Aufgabenstellung — Gib den Übungstext von „Zum einen sollen“ bis einschließlich „der Hand weisen.“ wortgetreu wieder.

Übungstext —
--------

Statine nützen Menschen mit einem höheren Risiko also mehr. Ob der erreichbare Nutzen die möglichen Nebenwirkungen und die langjährige Tabletteneinnahme aufwiegen, müssen Betroffene selbst gemeinsam mit Arzt oder Ärztin abwägen. Was der Bundesgesundheitsminister dazu denkt, spielt dabei keine Rolle.

Gesundheitspolitischer Scherbenhaufen

Inhaltlich ist der Gesetzesentwurf des BMG hinsichtlich der Verordnungsfähigkeit der Statine also nicht skandalös und bedeutet nicht automatisch, dass jetzt alle solche Medikamente einnehmen müssen. Trotzdem gibt es mit dem Entwurf noch einige andere Probleme:

Zum einen sollen die gesetzlichen Krankenkassen die zusätzlichen Kosten, die durch Mehrverordnung der Statine anfallen, auf die vorgeschriebenen Ausgaben für Prävention anrechnen dürfen. Dazu zählen Gesundheitskurse, etwa zur Förderung von Bewegung oder zum Stressabbau. In diesem Bereich dürften dann die rund 90 Millionen Euro pro Jahr fehlen, die der Gesetzesentwurf für die Medikamentenkosten schätzt. Zum Vergleich: 2022 gaben die gesetzlichen Krankenkassen rund 590 Millionen Euro für Prävention aus. Wenn die Kassen das Budget nicht anpassen, würden die Ausgaben für Statine davon etwa 15 Prozent verbrauchen. Damit lässt sich die Befürchtung „Pillen statt Prävention“ also nicht ganz von der Hand weisen.

Und zum anderen greift das Ministerium (mal wieder) in eine Kompetenz ein, die eigentlich beim G-BA liegt. Laut Auskunft der G-BA-Geschäftsstelle wusste das BMG auch, dass der G-BA plant, die Richtlinie zu ändern. Allerdings wird das neue Gesetz höherrangig sein als Richtlinien des G-BA und damit auch die dort geplanten Änderungen aushebeln.

--------

Daten zur Punktlokalisierung:
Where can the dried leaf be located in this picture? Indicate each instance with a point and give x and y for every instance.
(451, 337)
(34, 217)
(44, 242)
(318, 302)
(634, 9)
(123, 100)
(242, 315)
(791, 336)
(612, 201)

--------

Lösung —
Zum einen sollen die gesetzlichen Krankenkassen die zusätzlichen Kosten, die durch Mehrverordnung der Statine anfallen, auf die vorgeschriebenen Ausgaben für Prävention anrechnen dürfen. Dazu zählen Gesundheitskurse, etwa zur Förderung von Bewegung oder zum Stressabbau. In diesem Bereich dürften dann die rund 90 Millionen Euro pro Jahr fehlen, die der Gesetzesentwurf für die Medikamentenkosten schätzt. Zum Vergleich: 2022 gaben die gesetzlichen Krankenkassen rund 590 Millionen Euro für Prävention aus. Wenn die Kassen das Budget nicht anpassen, würden die Ausgaben für Statine davon etwa 15 Prozent verbrauchen. Damit lässt sich die Befürchtung „Pillen statt Prävention“ also nicht ganz von der Hand weisen.